*KUTIPAN TEKS*:
Minggu, 25 April 2004

Lima Tahun Bersemi, Tiba Musim Berdusta

Oleh : KH A Hasyim Muzadi

Hampir sebulan lalu, bangsa Indonesia dibekap oleh
berjuta kelebatan kata-kata. Bermil-mil rangkaian kata
meluncur deras dari mulut orang-orang yang
mendeklarasikan diri, atau sekurang-kurangnya telah
resmi dibai'at menjadi pemimpin, dalam waktu hanya
sekejap mata.
Penjajaan kata-kata ini kembali akan terulang dalam
dua bulan ke depan menjelang pemilihan umum presiden
(pilpres). Menjadi ironis, karena ini justru terjadi
setiap lima tahun sekali, di saat bangsa Indonesia
benar-benar membutuhkan lahirnya para pemimpin yang
jujur. Pengalaman mengajarkan kita, betapa banyak
kata-kata yang berhamburan, dan betapa tindakan
tersebut tak lebih dari sekadar penjajahan kata-kata,
sehingga menanggalkan makna yang sesungguhnya.

*CUPLIKAN SUMBER*:
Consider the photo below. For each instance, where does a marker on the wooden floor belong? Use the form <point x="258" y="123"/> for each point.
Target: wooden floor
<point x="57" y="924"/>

*SOAL LATIHAN*:
1) Jawablah pertanyaan berikut berdasarkan kutipan teks.
(a) Tanggal berapa yang tercantum di bagian atas kutipan teks?
(b) Dalam berapa bulan ke depan penjajaan kata-kata akan terulang, dan menjelang peristiwa apa?
(c) Menurut kutipan teks, berapa tahun sekali hal itu terjadi?
2) Ulangi tanpa perubahan bagian kutipan teks yang diawali kata-kata "Lima Tahun Bersemi, Tiba" dan diakhiri "sekejap mata.".
Jawablah hanya berdasarkan kutipan teks.

*JAWABAN SOAL*:
1)
(a) Minggu, 25 April 2004.
(b) Dalam dua bulan ke depan, menjelang pemilihan umum presiden (pilpres).
(c) Setiap lima tahun sekali.

2)
Lima Tahun Bersemi, Tiba Musim Berdusta

Oleh : KH A Hasyim Muzadi

Hampir sebulan lalu, bangsa Indonesia dibekap oleh
berjuta kelebatan kata-kata. Bermil-mil rangkaian kata
meluncur deras dari mulut orang-orang yang
mendeklarasikan diri, atau sekurang-kurangnya telah
resmi dibai'at menjadi pemimpin, dalam waktu hanya
sekejap mata.